Requirement:
Set down exactly the lines running from the line with "Mark the region of each instance of the meadow;" to the end of the listing below, both ends included.

** begin Given data **

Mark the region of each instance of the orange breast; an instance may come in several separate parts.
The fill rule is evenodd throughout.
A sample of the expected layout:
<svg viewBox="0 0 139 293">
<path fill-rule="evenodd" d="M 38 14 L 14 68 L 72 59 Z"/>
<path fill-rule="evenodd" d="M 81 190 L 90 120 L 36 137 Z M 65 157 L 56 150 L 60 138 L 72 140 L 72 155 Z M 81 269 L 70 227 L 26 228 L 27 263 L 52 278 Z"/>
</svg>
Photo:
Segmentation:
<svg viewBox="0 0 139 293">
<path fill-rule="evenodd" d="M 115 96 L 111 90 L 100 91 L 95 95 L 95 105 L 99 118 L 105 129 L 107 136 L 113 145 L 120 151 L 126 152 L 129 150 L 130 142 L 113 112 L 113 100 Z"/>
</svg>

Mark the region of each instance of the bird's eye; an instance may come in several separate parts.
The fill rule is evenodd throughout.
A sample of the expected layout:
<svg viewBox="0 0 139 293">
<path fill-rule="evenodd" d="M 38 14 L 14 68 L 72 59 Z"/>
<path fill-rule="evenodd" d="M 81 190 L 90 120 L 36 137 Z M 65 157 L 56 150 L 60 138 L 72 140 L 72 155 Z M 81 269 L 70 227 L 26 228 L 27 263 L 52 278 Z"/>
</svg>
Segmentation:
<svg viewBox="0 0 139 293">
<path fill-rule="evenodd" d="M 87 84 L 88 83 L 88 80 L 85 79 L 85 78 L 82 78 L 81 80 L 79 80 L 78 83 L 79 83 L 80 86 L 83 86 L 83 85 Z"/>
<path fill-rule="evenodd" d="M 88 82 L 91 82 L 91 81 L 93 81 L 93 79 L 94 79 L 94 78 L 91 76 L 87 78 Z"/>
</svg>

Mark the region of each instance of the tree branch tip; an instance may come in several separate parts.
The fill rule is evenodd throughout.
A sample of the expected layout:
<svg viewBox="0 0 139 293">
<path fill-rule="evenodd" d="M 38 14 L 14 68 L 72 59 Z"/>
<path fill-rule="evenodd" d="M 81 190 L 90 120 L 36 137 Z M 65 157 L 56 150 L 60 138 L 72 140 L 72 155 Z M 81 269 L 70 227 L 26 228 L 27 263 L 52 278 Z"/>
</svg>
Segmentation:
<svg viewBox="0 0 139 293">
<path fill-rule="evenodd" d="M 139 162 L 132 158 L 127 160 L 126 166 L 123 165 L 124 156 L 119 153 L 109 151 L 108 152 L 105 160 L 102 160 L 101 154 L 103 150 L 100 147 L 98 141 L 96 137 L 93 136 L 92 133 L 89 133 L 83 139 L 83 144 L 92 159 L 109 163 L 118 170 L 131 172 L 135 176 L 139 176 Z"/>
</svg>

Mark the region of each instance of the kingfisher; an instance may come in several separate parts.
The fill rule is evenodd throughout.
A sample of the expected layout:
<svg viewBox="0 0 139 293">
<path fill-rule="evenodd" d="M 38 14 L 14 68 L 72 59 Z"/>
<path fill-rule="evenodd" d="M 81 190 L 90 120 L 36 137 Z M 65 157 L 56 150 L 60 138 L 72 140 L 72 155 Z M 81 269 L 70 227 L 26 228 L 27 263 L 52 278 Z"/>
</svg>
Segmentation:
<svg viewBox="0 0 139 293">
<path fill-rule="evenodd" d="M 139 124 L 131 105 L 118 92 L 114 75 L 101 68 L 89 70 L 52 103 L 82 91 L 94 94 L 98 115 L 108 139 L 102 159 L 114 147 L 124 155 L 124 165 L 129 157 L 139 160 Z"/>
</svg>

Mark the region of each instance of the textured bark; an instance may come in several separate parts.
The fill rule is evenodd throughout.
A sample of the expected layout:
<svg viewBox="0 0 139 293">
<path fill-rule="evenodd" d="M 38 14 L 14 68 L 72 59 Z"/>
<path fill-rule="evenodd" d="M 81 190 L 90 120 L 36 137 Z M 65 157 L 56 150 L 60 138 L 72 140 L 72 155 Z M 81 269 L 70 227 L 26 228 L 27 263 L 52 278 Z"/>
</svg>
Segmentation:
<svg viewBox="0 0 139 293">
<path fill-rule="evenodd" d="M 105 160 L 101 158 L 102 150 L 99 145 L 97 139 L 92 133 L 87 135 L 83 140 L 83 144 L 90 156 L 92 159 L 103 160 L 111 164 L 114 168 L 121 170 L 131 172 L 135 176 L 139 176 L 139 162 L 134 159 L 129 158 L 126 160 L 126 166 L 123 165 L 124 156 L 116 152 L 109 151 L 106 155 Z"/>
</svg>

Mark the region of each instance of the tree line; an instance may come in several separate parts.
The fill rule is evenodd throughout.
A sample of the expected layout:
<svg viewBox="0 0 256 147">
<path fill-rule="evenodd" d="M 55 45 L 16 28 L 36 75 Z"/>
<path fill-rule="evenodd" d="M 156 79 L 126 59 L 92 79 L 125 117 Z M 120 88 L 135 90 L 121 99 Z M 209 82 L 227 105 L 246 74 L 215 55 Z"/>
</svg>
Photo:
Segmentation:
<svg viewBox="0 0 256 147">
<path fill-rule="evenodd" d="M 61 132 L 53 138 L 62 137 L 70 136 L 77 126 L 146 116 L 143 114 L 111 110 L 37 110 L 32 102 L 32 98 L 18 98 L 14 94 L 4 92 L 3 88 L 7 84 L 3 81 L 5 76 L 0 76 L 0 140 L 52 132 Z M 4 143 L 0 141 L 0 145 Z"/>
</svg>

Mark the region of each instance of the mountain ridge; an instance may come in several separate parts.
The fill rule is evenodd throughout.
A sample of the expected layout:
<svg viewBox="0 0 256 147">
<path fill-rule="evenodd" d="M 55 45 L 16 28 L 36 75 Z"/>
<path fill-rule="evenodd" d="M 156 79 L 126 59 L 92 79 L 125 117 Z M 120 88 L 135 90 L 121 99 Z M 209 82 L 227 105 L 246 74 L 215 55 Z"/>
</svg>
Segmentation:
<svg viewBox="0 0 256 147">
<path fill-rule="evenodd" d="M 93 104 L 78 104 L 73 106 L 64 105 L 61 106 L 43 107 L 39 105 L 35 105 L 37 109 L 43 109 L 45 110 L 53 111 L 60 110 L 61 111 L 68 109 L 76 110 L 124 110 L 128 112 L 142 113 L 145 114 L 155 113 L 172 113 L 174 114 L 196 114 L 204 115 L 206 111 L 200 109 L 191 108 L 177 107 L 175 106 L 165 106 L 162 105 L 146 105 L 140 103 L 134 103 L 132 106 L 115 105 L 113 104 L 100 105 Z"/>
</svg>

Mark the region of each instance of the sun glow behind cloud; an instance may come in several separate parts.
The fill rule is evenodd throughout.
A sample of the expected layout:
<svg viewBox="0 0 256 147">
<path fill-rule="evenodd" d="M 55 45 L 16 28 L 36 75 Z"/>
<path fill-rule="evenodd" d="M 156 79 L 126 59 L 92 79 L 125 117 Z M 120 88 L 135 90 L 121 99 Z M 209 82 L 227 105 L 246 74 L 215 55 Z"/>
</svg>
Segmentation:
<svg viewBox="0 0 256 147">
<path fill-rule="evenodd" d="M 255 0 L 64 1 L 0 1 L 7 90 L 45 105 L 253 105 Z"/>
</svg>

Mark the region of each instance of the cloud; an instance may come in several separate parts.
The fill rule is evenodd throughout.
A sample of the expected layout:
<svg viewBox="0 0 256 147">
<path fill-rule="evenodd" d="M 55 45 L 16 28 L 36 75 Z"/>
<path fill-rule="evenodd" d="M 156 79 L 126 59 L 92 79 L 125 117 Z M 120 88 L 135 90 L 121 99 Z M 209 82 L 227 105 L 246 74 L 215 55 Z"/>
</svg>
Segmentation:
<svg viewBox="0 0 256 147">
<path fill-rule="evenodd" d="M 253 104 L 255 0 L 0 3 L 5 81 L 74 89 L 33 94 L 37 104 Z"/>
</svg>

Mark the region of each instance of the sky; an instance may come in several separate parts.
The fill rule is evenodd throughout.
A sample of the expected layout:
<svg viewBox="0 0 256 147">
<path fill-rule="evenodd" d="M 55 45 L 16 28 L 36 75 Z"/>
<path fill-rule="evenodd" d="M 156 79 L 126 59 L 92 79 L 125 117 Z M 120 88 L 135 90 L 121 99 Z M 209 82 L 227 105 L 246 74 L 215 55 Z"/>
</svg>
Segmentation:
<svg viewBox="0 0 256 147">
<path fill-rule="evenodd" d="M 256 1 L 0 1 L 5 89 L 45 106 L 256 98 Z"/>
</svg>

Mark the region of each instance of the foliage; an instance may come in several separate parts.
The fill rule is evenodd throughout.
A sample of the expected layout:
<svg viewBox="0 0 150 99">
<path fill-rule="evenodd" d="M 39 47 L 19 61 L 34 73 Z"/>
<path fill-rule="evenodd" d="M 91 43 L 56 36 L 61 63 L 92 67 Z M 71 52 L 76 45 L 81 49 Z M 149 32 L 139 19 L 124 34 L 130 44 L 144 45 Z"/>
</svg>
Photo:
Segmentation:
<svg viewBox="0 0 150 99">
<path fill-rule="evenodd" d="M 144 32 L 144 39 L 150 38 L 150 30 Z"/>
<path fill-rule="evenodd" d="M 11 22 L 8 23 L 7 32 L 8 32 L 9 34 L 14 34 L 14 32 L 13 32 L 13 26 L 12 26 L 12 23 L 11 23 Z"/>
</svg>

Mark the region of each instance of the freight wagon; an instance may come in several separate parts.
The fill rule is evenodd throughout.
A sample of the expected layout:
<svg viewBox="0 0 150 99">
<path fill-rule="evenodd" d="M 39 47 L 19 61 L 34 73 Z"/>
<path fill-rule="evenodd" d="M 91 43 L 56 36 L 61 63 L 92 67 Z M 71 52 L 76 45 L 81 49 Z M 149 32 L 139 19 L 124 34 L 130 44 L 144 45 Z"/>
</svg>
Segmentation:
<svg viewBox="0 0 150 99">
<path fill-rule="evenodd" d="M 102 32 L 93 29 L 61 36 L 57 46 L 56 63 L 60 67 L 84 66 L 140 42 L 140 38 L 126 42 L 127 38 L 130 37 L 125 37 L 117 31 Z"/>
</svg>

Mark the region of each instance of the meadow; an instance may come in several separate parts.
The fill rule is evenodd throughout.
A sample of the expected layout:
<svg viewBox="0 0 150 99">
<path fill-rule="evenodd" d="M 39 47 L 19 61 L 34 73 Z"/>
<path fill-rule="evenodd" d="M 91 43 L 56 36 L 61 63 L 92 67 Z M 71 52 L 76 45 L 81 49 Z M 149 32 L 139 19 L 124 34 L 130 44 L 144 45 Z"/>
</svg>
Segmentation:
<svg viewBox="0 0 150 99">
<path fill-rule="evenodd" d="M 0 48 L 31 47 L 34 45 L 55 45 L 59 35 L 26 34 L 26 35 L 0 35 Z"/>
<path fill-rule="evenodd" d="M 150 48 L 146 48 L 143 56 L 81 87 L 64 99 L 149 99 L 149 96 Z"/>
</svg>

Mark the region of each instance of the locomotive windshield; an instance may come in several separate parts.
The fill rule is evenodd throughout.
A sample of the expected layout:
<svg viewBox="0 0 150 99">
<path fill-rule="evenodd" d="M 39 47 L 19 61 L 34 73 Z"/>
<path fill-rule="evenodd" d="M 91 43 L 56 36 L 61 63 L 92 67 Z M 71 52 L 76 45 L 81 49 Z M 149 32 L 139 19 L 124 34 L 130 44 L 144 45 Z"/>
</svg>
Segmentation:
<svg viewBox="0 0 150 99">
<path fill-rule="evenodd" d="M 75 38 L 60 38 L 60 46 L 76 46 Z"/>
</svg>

** end Given data **

Solution for this exercise:
Mark the region of each instance of the meadow; an instance may come in several separate parts.
The fill rule is evenodd throughout.
A sample of the expected layout:
<svg viewBox="0 0 150 99">
<path fill-rule="evenodd" d="M 39 47 L 19 61 L 34 73 Z"/>
<path fill-rule="evenodd" d="M 91 43 L 56 36 L 61 63 L 92 67 Z M 71 52 L 76 45 L 81 49 Z M 149 32 L 139 19 L 124 34 L 130 44 L 144 45 Z"/>
</svg>
Segmentation:
<svg viewBox="0 0 150 99">
<path fill-rule="evenodd" d="M 0 48 L 31 47 L 34 45 L 55 45 L 59 35 L 26 34 L 26 35 L 0 35 Z"/>
<path fill-rule="evenodd" d="M 150 48 L 146 48 L 143 56 L 81 87 L 64 99 L 149 99 L 149 96 Z"/>
</svg>

Mark the region of each instance of the locomotive windshield; an instance may come in several separate parts.
The fill rule is evenodd throughout.
A sample of the expected layout:
<svg viewBox="0 0 150 99">
<path fill-rule="evenodd" d="M 39 47 L 19 61 L 34 73 Z"/>
<path fill-rule="evenodd" d="M 91 43 L 56 36 L 61 63 L 92 67 Z M 71 52 L 76 45 L 81 49 Z M 149 32 L 139 19 L 124 34 L 130 44 L 144 45 Z"/>
</svg>
Segmentation:
<svg viewBox="0 0 150 99">
<path fill-rule="evenodd" d="M 75 38 L 60 38 L 60 46 L 76 46 Z"/>
</svg>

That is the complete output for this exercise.